What is needed: Print the entries that appear below, exactly as written and without their pictures.

Stored records:

= = = = =

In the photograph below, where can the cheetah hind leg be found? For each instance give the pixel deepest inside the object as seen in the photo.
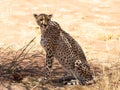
(79, 80)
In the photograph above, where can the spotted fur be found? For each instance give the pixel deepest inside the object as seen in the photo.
(60, 45)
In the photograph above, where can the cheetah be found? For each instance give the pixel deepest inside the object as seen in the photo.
(60, 45)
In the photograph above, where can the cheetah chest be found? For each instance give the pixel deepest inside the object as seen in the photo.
(43, 41)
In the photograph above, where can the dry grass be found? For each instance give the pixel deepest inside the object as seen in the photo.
(22, 69)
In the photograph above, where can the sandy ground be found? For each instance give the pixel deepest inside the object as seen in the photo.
(95, 24)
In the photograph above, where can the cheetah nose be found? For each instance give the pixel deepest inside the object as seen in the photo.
(45, 25)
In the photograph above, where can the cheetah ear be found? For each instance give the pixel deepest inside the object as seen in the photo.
(35, 15)
(50, 16)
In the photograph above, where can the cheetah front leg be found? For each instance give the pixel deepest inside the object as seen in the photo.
(48, 66)
(49, 62)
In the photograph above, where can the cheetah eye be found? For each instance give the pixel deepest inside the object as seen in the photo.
(41, 19)
(48, 19)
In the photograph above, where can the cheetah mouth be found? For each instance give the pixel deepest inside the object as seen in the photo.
(44, 26)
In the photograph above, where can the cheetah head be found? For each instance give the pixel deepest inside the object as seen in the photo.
(43, 20)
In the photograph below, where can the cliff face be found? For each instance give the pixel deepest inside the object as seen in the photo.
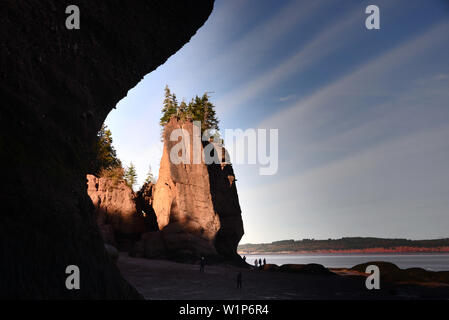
(196, 206)
(116, 211)
(57, 87)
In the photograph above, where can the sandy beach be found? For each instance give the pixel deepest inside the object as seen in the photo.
(161, 280)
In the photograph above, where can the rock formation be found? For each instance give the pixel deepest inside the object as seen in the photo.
(57, 87)
(196, 206)
(116, 212)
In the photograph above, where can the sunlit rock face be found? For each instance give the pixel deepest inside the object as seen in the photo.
(116, 210)
(57, 87)
(196, 205)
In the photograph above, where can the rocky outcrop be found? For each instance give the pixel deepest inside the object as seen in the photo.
(57, 87)
(196, 206)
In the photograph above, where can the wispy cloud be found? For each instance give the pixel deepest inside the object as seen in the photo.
(308, 54)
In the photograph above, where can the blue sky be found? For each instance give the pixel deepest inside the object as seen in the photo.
(363, 115)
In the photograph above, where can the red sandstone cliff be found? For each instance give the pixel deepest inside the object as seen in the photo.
(116, 211)
(196, 207)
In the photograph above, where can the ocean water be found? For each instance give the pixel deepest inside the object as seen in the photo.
(428, 261)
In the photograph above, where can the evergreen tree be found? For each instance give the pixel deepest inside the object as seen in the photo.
(170, 107)
(199, 109)
(105, 156)
(131, 176)
(203, 110)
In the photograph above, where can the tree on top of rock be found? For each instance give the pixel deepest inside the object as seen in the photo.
(199, 109)
(105, 156)
(131, 176)
(150, 176)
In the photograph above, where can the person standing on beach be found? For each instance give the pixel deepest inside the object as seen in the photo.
(239, 280)
(202, 263)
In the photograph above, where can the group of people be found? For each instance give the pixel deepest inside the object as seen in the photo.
(257, 262)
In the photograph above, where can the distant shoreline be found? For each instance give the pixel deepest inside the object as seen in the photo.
(394, 250)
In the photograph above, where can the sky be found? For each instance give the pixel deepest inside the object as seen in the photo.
(362, 115)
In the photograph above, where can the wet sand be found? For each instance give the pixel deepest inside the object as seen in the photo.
(161, 280)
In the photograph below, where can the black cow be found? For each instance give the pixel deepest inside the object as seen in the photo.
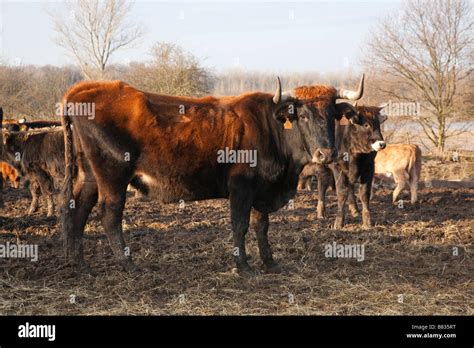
(39, 157)
(174, 144)
(357, 141)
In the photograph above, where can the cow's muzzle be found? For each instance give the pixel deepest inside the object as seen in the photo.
(324, 156)
(378, 145)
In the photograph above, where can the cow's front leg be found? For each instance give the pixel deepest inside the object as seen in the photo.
(322, 188)
(46, 184)
(342, 191)
(35, 192)
(261, 223)
(241, 198)
(364, 195)
(351, 201)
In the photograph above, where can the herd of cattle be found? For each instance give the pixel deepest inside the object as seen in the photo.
(166, 147)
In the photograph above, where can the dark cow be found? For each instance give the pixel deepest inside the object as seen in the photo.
(27, 125)
(1, 154)
(403, 162)
(39, 156)
(357, 142)
(173, 145)
(8, 172)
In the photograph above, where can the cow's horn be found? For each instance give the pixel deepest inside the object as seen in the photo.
(352, 95)
(277, 96)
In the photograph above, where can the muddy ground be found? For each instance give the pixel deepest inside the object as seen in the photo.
(185, 256)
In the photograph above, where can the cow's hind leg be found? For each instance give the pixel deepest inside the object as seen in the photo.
(47, 187)
(351, 201)
(414, 189)
(342, 191)
(35, 193)
(85, 193)
(241, 197)
(111, 205)
(325, 179)
(401, 180)
(260, 223)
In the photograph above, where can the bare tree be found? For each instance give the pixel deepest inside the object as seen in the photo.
(93, 30)
(171, 71)
(428, 49)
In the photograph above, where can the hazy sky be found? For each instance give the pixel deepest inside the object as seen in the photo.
(319, 36)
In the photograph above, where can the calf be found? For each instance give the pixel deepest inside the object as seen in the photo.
(40, 158)
(1, 155)
(403, 161)
(357, 142)
(9, 173)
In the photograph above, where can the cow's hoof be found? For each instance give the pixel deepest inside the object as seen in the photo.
(338, 224)
(272, 268)
(354, 212)
(82, 268)
(130, 266)
(245, 271)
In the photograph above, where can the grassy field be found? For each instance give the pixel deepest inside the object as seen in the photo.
(185, 256)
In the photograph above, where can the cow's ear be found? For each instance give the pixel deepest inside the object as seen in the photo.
(382, 118)
(344, 121)
(348, 111)
(286, 112)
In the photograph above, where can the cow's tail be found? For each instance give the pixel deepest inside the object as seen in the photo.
(414, 167)
(1, 155)
(414, 172)
(68, 204)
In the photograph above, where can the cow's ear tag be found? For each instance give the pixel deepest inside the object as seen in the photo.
(344, 121)
(287, 124)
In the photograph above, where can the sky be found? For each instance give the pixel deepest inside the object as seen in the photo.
(323, 36)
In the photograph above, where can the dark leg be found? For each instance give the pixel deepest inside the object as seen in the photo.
(1, 193)
(260, 223)
(351, 201)
(111, 205)
(86, 197)
(364, 195)
(35, 193)
(325, 179)
(241, 198)
(322, 188)
(47, 187)
(342, 192)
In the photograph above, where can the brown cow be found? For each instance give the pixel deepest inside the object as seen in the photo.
(9, 173)
(1, 155)
(357, 142)
(403, 161)
(173, 144)
(40, 157)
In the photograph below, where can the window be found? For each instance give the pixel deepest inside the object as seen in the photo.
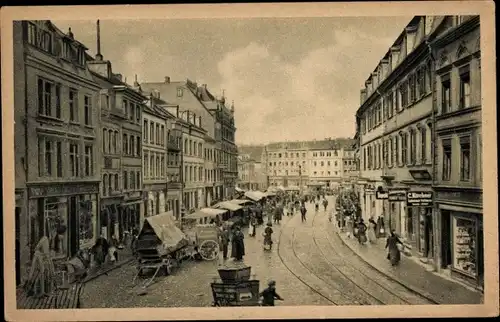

= = = = =

Task response:
In the photograph below, where can the cheetah hind leg be found? For each instance give the pixel deepest inside the object as seen in the photo.
(79, 80)
In the photograph above, where can the spotted fur be found? For each instance give the pixel deepest inside the object as seen in the photo.
(60, 45)
In the photograph above, where can the cheetah be found? For each instance give the pixel deepest inside the object as seen in the photo.
(60, 45)
In the photograph above, where can the cheetah chest be found? For each instance give the pixel deepest inside the object as seen in the photo.
(43, 41)
In the photograph above, where can the dry grass be found? For each instance give the pixel deepest inside the object as seen in the photo.
(22, 69)
In the photograph above, where can the sandy ground be found? For each instance give the pixel deepest inside the object as seen in the photo.
(95, 24)
In the photograph above, where can the cheetah nose be found? For each instance give the pixel deepest inside the object as seen in the photo.
(45, 25)
In the photograph above, where can the cheetah ear be found? For each instance give the pixel deepest inside the object as seen in the photo.
(35, 15)
(50, 16)
In the photograph above, where can the cheetah front leg be found? For each instance give the pixel deepest inside the object as seen in the photo.
(48, 66)
(49, 62)
In the photograph above, where can the cheetah eye be found? For each instance give the pixel deepest inside the object as seen in the photo.
(41, 19)
(48, 19)
In the photograph above, where can the cheetah mouth be found? For each instance give the pixel deepest inside the object as seen in the photo.
(44, 26)
In the photograph above, where can the cheetah head be found? For each instance give the pixel deepest inside the object as seen in the photo.
(43, 20)
In the photograph below, where can the cliff face be found? For each instance give the pixel deepest inside the object as seen in the photo.
(196, 206)
(116, 211)
(57, 87)
In the photograph above, where can the sandy beach be found? For each instance give the pixel deepest inside the object as seen in the photo.
(161, 280)
In the photograph above, where can the rock formation be found? For each instance give the pixel deepest inside the object as seen in the photo.
(57, 87)
(196, 206)
(116, 212)
In the photograph above, where can the sunlit rock face be found? For each instance give the pixel deepest inside the object as seen in the photo.
(116, 210)
(57, 87)
(196, 205)
In the photograph above, where can the rocky outcrop be found? For each instance give the pixel deepest inside the object as seen in the photo.
(57, 87)
(196, 206)
In the photograph above, where can the wispy cloud be found? For each instance give the pixel deepest inside the object as seen in the photo.
(308, 54)
In the photograph above, where can the blue sky be found? For each instance give the pixel deepest inside the object as seen in the photo.
(363, 115)
In the photograph above, where can the red sandstone cliff be found? For each instance give the pixel deepest inside the object as seen in the photo.
(116, 211)
(196, 207)
In the photograph above, where can the ocean water be found? For each instance give the pixel deepest inside the object as seen in the photo.
(428, 261)
In the photograph above, where can the evergreen tree be found? For each instance give the pixel deepest inside the object as seen in the photo.
(170, 107)
(199, 109)
(105, 156)
(131, 176)
(203, 110)
In the photograph above, where can the tree on top of rock be found? For each instance give the pixel deepest inside the object as seen in the photo.
(199, 109)
(105, 156)
(131, 176)
(150, 176)
In the photograph above, where can the person standing on beach be found? For each instance give the pixel deepest inside the object as seen in the photo.
(239, 280)
(202, 263)
In the photograph above, where can the group of people be found? For each instance give the pixel deepest inside the object as seen in the photo.
(257, 262)
In the photograph above, where can the distant shoreline be found? For each instance give the pixel deepest inside the object as seen in the photo.
(394, 250)
In the photograph above, where can the sky be found? For each instance give the pixel deepest inside the object as seen in the photo.
(362, 115)
In the photograph above, where can the wet sand be found? For each instance give the pixel deepest inside the object as seen in the photo.
(161, 280)
In the photograph below, where can the black cow be found? For each instance give the pixel deepest inside the object as seen in the photo.
(39, 157)
(174, 144)
(357, 141)
In the photograph above, where can the cow's muzzle be found? For each instance give the pixel deepest inside the object as seen in the photo.
(324, 156)
(378, 145)
In the photograph above, where can the cow's front leg be found? For each instance give the pixel deepest inside the object as seen in the photo.
(322, 188)
(46, 184)
(342, 191)
(35, 192)
(261, 223)
(241, 198)
(364, 195)
(351, 201)
In the photograph above, where can the herd of cattle be found? For each instance give the pixel deepest inside the object as seen in the photo.
(166, 147)
In the photograph above, where can the dark cow be found? For each instance give the pixel deepest inside the object as seen in the photo.
(27, 125)
(1, 154)
(403, 162)
(39, 156)
(357, 142)
(173, 145)
(8, 172)
In the photograph above, where can the cow's horn be found? For each instance give the pixel deepest inside the object as seen in the photo.
(352, 95)
(277, 96)
In the photograph above, where can the muddy ground be found? For each instance give the pixel deepest inside the object as seen in the photo.
(185, 256)
In the photograph above, where can the cow's hind leg be found? For each instance give the pixel deepest inside the object as seen in the photo.
(47, 187)
(351, 201)
(414, 189)
(342, 191)
(35, 193)
(85, 193)
(241, 197)
(111, 205)
(325, 179)
(401, 180)
(260, 223)
In the photograph above, where can the bare tree be found? For each instance give the pixel deepest inside the object as seen in the photo.
(93, 30)
(171, 71)
(428, 49)
In the photograph above, where can the hazy sky be found? For each instance give the pixel deepest inside the object as seen in the photo.
(319, 36)
In the photograph above, where can the calf be found? For each instance give the pixel deepest inside the object as seen in the photo.
(40, 158)
(1, 155)
(403, 161)
(357, 142)
(9, 173)
In the photograph above, where can the cow's hoof be found? For each instance give the pixel deepest inside the object as seen in the photo.
(338, 224)
(272, 268)
(354, 212)
(82, 268)
(130, 266)
(245, 271)
In the photograph above, where can the grassy field be found? For each instance give the pixel deepest inside the object as seen in the photo.
(185, 256)
In the photograph above, where can the cow's ear be found? For each instance give the pixel deepest inside the object as seen in the photo.
(382, 118)
(344, 121)
(348, 111)
(286, 112)
In the photograph above, where can the cow's tail be found? For each instance give the pixel deepest inside the object as seen in the photo.
(414, 167)
(1, 155)
(414, 172)
(68, 204)
In the photograph above, where can the cow's ear tag be found? For each instance give the pixel deepest inside the object as seen in the photo.
(344, 121)
(287, 124)
In the photograph above, where can the sky be found? For each instance give the pixel deepest inside the object as seen in the photo.
(323, 36)
In the photograph above, where can the dark leg be found? For each instance give the pixel deepest inside the object as seen in the photo.
(1, 193)
(260, 223)
(351, 201)
(111, 205)
(86, 197)
(364, 195)
(35, 193)
(325, 179)
(241, 198)
(322, 188)
(47, 187)
(342, 192)
In the photograph above, where can the brown cow be found? For each instance give the pixel deepest inside the object as seen in the photo.
(9, 173)
(1, 155)
(357, 142)
(403, 161)
(173, 144)
(40, 157)
In the photograph below, where can the window be found? For each instance give the pixel deepest inside the object as seen in the photo.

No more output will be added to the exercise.